### EXERCISE REQUIREMENTS
Repeat the lines that follow, leaving nothing out.

### MATERIAL

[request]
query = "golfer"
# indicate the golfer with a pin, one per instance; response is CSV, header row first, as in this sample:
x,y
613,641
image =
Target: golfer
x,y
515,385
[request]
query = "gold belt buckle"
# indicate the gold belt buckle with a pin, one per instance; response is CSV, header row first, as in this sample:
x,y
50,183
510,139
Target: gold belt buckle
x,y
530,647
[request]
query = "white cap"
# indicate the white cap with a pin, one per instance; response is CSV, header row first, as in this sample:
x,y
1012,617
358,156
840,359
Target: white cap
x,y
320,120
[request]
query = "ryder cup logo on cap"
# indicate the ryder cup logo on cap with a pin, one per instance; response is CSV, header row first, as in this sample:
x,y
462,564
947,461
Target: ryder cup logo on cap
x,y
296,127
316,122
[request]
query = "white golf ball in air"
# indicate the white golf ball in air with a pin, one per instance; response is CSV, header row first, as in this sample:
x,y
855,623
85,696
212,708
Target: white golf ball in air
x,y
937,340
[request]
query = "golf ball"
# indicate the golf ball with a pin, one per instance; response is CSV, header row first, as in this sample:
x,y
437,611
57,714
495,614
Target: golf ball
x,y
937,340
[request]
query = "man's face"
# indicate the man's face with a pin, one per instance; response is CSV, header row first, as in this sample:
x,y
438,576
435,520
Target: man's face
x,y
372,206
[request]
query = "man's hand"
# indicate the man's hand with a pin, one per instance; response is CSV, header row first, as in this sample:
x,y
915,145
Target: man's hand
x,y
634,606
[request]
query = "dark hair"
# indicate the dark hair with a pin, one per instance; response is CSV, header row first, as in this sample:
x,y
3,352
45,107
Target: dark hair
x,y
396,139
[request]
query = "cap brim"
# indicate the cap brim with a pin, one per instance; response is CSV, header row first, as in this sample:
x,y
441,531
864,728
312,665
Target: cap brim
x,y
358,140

### FULL SOLUTION
[request]
query = "golfer"
# indicate the golfer with a pin, one per instance; response is CSV, header row first, as in this sample:
x,y
613,641
image =
Target: golfer
x,y
515,385
[request]
query = "gold belt buckle"
# indicate the gold belt buckle with a pin, one per instance; response is CSV, header row first, as in this sample:
x,y
50,183
510,139
Target: gold belt buckle
x,y
530,647
[request]
query = "white cap"
# indicate the white cap with a pin, one per instance; response is CSV, header row first, as in this sample:
x,y
1012,617
358,156
840,359
Target: white cap
x,y
320,120
[request]
query = "ryder cup logo on cap"
# indicate the ryder cup logo on cap with a pin, one per instance; response is CSV, header row first, as in this sample:
x,y
462,564
947,461
Target: ryder cup logo on cap
x,y
296,127
316,122
[request]
query = "white golf ball in air"
# indicate the white golf ball in air with a pin, one per instance; response is CSV, header row first, as in this sample:
x,y
855,623
85,696
212,708
Target: white golf ball in air
x,y
937,340
[request]
query = "golf ball"
# indicate the golf ball with a pin, one per instance; response is CSV, header row first, as in this sample:
x,y
437,611
57,714
495,614
Target: golf ball
x,y
937,340
[request]
query = "man's face"
# indicate the man's face with a pin, one per instance; response is CSV, header row first, as in this sample:
x,y
438,576
435,520
Target: man's face
x,y
372,206
[request]
query = "man's hand"
# indicate the man's hand with a pin, one per instance; response is CSV, header row first, as in this sample:
x,y
915,145
Target: man's hand
x,y
634,606
[request]
query = "dark hair"
# indicate the dark hair with a pin, one per instance; response is CSV, header row first, as in this sample:
x,y
3,352
45,107
Target: dark hair
x,y
396,139
[request]
query = "cap brim"
# indicate the cap brim with a pin, one per instance; response is CSV, header row first, as in this sample:
x,y
441,531
864,728
312,665
Target: cap brim
x,y
358,140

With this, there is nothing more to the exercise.